READING TEXT:
Sanitation, Water, and Instruction in Face-washing for Trachoma I/II

Trachoma Clinical Trial

— SWIFT I/II  

Official title:

Sanitation, Water, and Instruction in Face-washing for Trachoma I/II

Clinical Trial Details — Status: Recruiting

Administrative data

• NCT number: NCT02754583
• Other study ID #: 14-14004
• Secondary ID: U10EY023939
• Status: Recruiting
• Phase: Phase 3
• Start date: December 5, 2015
• Est. completion date: August 31, 2025

Study information

• Verified date: August 2023
• Source: University of California, San Francisco
• Contact: Dionna M Wittberg, MPH
• Email: dionna.wittberg[@]ucsf.edu
• Is FDA regulated: No
• Study type: Interventional

Clinical Trial Summary

SWIFT I is a series of 3 cluster-randomized trials designed to assess several alternative strategies for trachoma control in communities that have been treated with many years of mass azithromycin distributions. The first trial (named WUHA) compares communities that receive a comprehensive Water, Sanitation, and Hygiene (WASH) package to those that receive no intervention. The second trial (named TAITU-A) compares communities randomized to targeted antibiotic treatment versus those randomized to mass antibiotics for trachoma, and the third trial (TAITU-B) compares communities randomized to targeted antibiotics versus those randomized to delayed antibiotics.

INFORMATION SUPPLIED:
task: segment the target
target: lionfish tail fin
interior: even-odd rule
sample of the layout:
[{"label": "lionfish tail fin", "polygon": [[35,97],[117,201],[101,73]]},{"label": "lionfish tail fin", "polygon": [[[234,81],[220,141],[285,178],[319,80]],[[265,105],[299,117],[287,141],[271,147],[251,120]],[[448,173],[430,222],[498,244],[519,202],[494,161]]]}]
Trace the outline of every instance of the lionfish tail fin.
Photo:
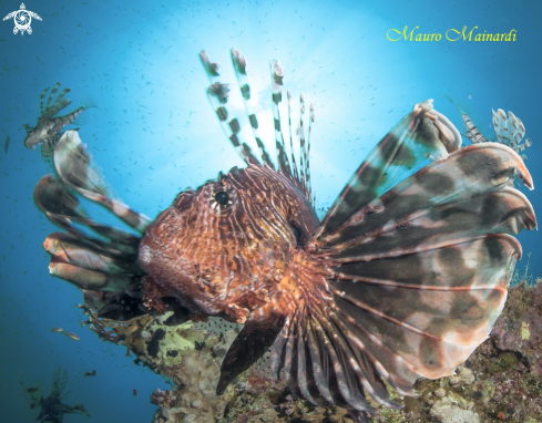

YOUR TASKS:
a – On the SWIFT trial page:
(i) What is the NCT number?
(ii) Which institution is given as the source?
(iii) In the trial named WUHA, what do the comparison communities receive?
b – Can you duplicate the SWIFT trial page word for word, starting at "Study information" and ending at "to delayed antibiotics."?

TASK ANSWERS:
a –
(i) NCT02754583
(ii) University of California, San Francisco
(iii) No intervention

b –
Study information

• Verified date: August 2023
• Source: University of California, San Francisco
• Contact: Dionna M Wittberg, MPH
• Email: dionna.wittberg[@]ucsf.edu
• Is FDA regulated: No
• Study type: Interventional

Clinical Trial Summary

SWIFT I is a series of 3 cluster-randomized trials designed to assess several alternative strategies for trachoma control in communities that have been treated with many years of mass azithromycin distributions. The first trial (named WUHA) compares communities that receive a comprehensive Water, Sanitation, and Hygiene (WASH) package to those that receive no intervention. The second trial (named TAITU-A) compares communities randomized to targeted antibiotic treatment versus those randomized to mass antibiotics for trachoma, and the third trial (TAITU-B) compares communities randomized to targeted antibiotics versus those randomized to delayed antibiotics.